- TO DO
1 – Answer these questions using the passage on medical marijuana in Ohio:
(a) How many separate efforts to enact medical marijuana law in Ohio does the passage count, and of what kinds?
(b) What is the number of the bill discussed?
(c) Under which chapter of the Revised Code are the administrator's drug-free workplace program rules adopted?
2 – From the passage on medical marijuana in Ohio, print everything from "What does this" down to "the Revised Code.".
3 – Proceed with the passage on medical marijuana in Ohio from the point where it stops.

Sooner rather than later, medical marijuana will be a reality in Ohio. Currently, there are three separate efforts to enact this law: two ballot initiatives and one piece of legislation.
What does this mean for Ohio employers? Let’s start with the legislation, HB 523.
HB 523 [pdf] contains protections for employers to regulate the use of legally prescribed marijuana by their employees:
Nothing in this chapter does any of the following:
- Requires an employer to accommodate an employee’s use of medical marijuana;
- Prohibits an employer from refusing to hire, discharging, or otherwise taking an adverse employment action against a person with respect to hire, tenure, terms, conditions, or privileges of employment because of that person’s use of medical marijuana;
- Affects the authority of the administrator of workers’ compensation to grant rebates or discounts on premium rates to employers that participate in a drug-free workplace program established in accordance with rules adopted by the administrator under Chapter 4123. of the Revised Code.

- GIVEN INFORMATION

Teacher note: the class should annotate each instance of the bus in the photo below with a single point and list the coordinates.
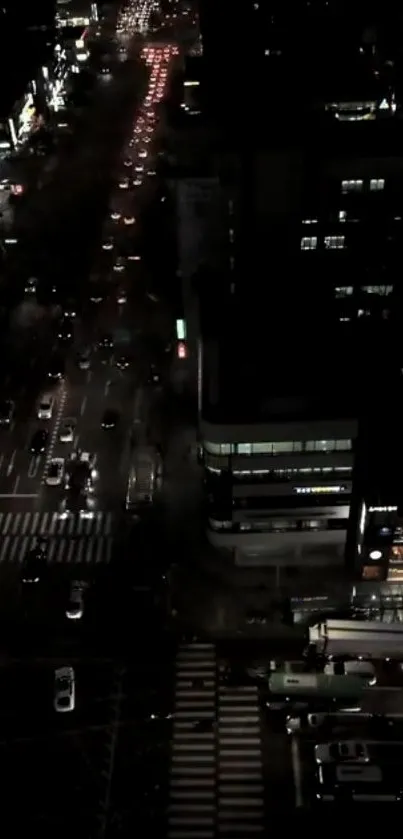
(144, 479)
(316, 686)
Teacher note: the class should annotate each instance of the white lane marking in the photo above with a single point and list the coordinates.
(33, 467)
(55, 430)
(296, 769)
(11, 462)
(19, 495)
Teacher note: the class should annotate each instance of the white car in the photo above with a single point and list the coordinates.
(345, 751)
(84, 362)
(122, 297)
(75, 608)
(45, 407)
(355, 667)
(65, 690)
(31, 285)
(85, 457)
(66, 433)
(55, 472)
(119, 264)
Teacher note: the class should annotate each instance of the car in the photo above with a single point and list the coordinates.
(96, 293)
(345, 751)
(83, 362)
(34, 565)
(65, 331)
(64, 690)
(67, 430)
(56, 368)
(39, 441)
(110, 419)
(106, 341)
(119, 264)
(69, 312)
(75, 606)
(123, 362)
(7, 409)
(45, 407)
(55, 472)
(155, 376)
(31, 285)
(363, 669)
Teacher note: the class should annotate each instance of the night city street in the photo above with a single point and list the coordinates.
(201, 531)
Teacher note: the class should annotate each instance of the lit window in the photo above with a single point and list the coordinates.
(351, 186)
(309, 243)
(343, 291)
(218, 448)
(244, 448)
(376, 184)
(380, 290)
(328, 445)
(334, 242)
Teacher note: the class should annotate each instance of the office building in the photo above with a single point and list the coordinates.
(75, 13)
(296, 331)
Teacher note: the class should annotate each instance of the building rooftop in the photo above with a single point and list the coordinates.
(270, 364)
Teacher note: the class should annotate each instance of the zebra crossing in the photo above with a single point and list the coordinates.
(216, 774)
(70, 540)
(240, 798)
(192, 792)
(52, 524)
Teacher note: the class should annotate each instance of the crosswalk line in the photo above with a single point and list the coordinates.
(192, 799)
(240, 796)
(88, 549)
(51, 524)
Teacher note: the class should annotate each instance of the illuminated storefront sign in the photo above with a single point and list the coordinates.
(26, 116)
(319, 490)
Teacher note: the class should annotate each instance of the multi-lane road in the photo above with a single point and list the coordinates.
(111, 317)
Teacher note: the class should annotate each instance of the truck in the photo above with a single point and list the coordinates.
(369, 639)
(317, 686)
(144, 478)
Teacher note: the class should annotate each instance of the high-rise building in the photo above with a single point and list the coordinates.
(298, 330)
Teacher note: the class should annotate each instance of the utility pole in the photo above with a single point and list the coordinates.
(108, 771)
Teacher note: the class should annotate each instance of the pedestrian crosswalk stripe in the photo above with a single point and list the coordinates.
(51, 524)
(240, 798)
(88, 549)
(192, 800)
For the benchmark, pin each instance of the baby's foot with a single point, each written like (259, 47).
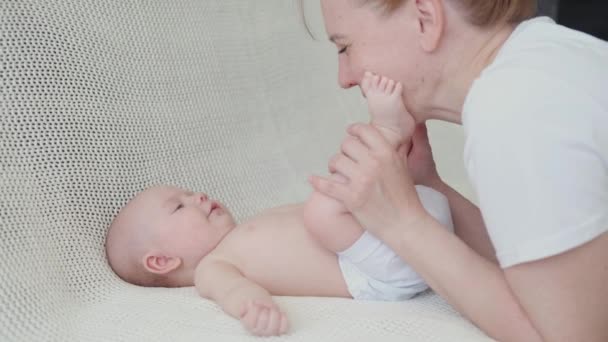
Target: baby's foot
(386, 107)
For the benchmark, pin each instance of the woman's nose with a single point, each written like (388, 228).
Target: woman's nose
(346, 78)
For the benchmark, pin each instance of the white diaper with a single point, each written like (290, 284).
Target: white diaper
(372, 270)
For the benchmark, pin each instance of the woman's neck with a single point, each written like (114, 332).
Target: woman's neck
(467, 54)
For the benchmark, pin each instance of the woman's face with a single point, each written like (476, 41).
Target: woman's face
(367, 39)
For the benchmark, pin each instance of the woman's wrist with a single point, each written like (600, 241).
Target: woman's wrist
(435, 183)
(411, 224)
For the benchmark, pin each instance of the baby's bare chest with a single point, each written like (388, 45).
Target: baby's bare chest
(276, 251)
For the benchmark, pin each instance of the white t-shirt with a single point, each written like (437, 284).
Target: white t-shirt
(536, 151)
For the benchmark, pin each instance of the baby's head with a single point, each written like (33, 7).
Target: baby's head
(160, 236)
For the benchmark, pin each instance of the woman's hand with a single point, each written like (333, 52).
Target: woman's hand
(379, 190)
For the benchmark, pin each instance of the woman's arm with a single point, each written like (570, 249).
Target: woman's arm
(382, 195)
(468, 223)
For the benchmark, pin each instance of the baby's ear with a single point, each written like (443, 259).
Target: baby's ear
(155, 262)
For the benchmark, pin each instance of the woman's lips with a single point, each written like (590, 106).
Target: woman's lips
(214, 208)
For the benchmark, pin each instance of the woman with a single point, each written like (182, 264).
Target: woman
(533, 263)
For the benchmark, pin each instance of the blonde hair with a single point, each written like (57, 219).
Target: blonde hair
(483, 13)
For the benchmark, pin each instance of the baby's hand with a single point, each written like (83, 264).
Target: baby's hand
(262, 317)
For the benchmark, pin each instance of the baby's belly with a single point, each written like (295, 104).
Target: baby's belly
(289, 262)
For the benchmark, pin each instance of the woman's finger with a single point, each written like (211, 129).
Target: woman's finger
(354, 148)
(262, 322)
(343, 165)
(274, 323)
(284, 324)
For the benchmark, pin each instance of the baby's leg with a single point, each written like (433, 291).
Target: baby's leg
(386, 107)
(330, 222)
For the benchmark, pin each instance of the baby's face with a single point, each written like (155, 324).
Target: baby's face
(185, 224)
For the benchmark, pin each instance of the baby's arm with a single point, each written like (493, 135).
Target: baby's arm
(330, 222)
(240, 297)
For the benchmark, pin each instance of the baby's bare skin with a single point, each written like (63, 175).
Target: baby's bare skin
(275, 250)
(171, 237)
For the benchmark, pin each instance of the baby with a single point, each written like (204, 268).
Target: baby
(171, 237)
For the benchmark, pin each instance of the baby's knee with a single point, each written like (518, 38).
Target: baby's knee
(319, 211)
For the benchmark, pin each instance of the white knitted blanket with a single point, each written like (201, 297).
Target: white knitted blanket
(100, 99)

- TASK-BY-TASK OUTPUTS
1 –
(a) Three: two ballot initiatives and one piece of legislation.
(b) HB 523.
(c) Chapter 4123.

2 –
What does this mean for Ohio employers? Let’s start with the legislation, HB 523.
HB 523 [pdf] contains protections for employers to regulate the use of legally prescribed marijuana by their employees:
Nothing in this chapter does any of the following:
- Requires an employer to accommodate an employee’s use of medical marijuana;
- Prohibits an employer from refusing to hire, discharging, or otherwise taking an adverse employment action against a person with respect to hire, tenure, terms, conditions, or privileges of employment because of that person’s use of medical marijuana;
- Affects the authority of the administrator of workers’ compensation to grant rebates or discounts on premium rates to employers that participate in a drug-free workplace program established in accordance with rules adopted by the administrator under Chapter 4123. of the Revised Code.

3 –
A person who is discharged from employment because of that person’s use of medical marijuana shall be considered to have been discharged for just cause for purposes of [eligibility for unemployment compensation].
Compare that language to each of Ohio’s two ballot initiatives (here and here), both of which are targeted for this November’s ballot, and neither of which contain any protections for employers whatsoever.
Legal medical marijuana is coming to Ohio. It’s already legal in 25 other states, plus the District of Columbia. Ohio is just a matter of time. Just because it’s inevitable, however, doesn’t mean we shouldn’t take the time to get it right. The right of employers to maintain a drug-free workplace must be protected; I am concerned that HB 523 won’t pass before November, and we will end up with one of the two employer-silent ballot initiatives.